*Problem statement*. Extract exactly and only the lines of the data below, starting at the line with "Locate the young" and stopping after the final line.

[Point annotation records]
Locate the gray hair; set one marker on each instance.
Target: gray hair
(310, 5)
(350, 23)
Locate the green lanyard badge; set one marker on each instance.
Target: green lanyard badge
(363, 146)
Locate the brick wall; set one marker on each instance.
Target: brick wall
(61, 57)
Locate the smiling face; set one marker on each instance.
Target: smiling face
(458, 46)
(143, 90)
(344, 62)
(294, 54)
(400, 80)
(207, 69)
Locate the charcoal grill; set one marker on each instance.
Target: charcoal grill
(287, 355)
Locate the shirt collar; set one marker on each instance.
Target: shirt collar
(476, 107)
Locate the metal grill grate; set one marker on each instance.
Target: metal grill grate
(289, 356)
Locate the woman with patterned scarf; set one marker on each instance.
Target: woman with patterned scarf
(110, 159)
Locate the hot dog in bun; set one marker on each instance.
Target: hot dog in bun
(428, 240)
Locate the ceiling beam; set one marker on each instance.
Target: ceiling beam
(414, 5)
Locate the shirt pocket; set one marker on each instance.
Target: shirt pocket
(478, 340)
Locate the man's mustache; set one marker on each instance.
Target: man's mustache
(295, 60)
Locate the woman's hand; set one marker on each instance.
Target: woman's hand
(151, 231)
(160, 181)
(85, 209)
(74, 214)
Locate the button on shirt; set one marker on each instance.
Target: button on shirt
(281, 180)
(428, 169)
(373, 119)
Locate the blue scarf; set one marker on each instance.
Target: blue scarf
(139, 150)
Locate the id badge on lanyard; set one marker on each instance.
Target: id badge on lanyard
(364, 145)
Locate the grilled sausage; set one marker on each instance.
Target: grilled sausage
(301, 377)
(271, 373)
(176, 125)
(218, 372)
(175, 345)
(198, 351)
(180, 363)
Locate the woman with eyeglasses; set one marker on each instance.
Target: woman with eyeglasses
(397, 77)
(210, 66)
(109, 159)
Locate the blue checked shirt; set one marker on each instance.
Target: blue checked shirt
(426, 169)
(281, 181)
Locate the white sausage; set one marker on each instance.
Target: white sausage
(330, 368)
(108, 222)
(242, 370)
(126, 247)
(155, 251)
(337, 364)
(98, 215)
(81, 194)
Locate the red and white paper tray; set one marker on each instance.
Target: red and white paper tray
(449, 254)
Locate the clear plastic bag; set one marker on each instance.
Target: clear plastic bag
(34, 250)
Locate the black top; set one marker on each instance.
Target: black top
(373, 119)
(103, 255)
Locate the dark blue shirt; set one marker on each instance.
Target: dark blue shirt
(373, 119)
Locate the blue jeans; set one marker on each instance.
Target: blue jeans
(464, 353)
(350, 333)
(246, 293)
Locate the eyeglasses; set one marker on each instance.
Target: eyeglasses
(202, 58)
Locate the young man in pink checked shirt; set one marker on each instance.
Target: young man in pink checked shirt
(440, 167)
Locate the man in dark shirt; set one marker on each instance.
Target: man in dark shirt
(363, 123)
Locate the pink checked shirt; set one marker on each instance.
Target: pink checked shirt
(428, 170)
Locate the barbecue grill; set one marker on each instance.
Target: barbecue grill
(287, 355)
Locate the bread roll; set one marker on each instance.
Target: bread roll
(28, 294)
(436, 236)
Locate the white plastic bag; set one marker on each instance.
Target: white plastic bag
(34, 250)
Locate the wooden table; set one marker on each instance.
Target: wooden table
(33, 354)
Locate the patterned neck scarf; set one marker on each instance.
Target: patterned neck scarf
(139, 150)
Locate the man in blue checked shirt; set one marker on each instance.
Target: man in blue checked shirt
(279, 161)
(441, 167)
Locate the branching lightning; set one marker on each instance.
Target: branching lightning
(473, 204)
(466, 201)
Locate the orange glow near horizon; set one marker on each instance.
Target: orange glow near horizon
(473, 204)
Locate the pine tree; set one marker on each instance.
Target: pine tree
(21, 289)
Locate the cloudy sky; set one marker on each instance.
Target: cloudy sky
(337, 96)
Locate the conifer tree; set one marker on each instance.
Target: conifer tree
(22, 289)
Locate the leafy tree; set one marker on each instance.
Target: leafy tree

*Exercise output*.
Locate the young man in pink checked shirt; set one marker on each instance.
Target: young man in pink checked shirt
(440, 167)
Locate the man in dark shirt; set one marker on each instance.
Target: man in dark shirt
(363, 123)
Locate the pink checked shirt; set one marker on each instance.
Target: pink checked shirt
(428, 170)
Locate the barbecue grill; set one marker on each instance.
Target: barbecue grill
(287, 355)
Locate the bread roll; set one marker on each instance.
Target: bread roll
(28, 294)
(436, 236)
Locate the white plastic bag; set one marker on each instance.
Target: white plastic bag
(34, 250)
Locate the wooden table; set one marker on each instance.
Target: wooden table
(33, 354)
Locate the patterned neck scarf; set one marker on each instance.
Target: patterned neck scarf
(139, 150)
Locate the man in blue checked shirt; set one marker on each instance.
Target: man in blue checked shirt
(279, 161)
(441, 167)
Locate the branching lightning; set one marker on each instance.
Target: branching lightning
(473, 204)
(466, 201)
Locate the orange glow near horizon; set one marker on each instance.
Target: orange glow near horizon
(473, 204)
Locate the pine tree; set one marker on each instance.
Target: pine tree
(21, 289)
Locate the cloudy sky; set one marker on each instance.
Target: cloudy sky
(337, 96)
Locate the conifer tree; set one marker on each instance.
Target: conifer tree
(22, 289)
Locate the leafy tree; set one marker on each instance.
Target: leafy tree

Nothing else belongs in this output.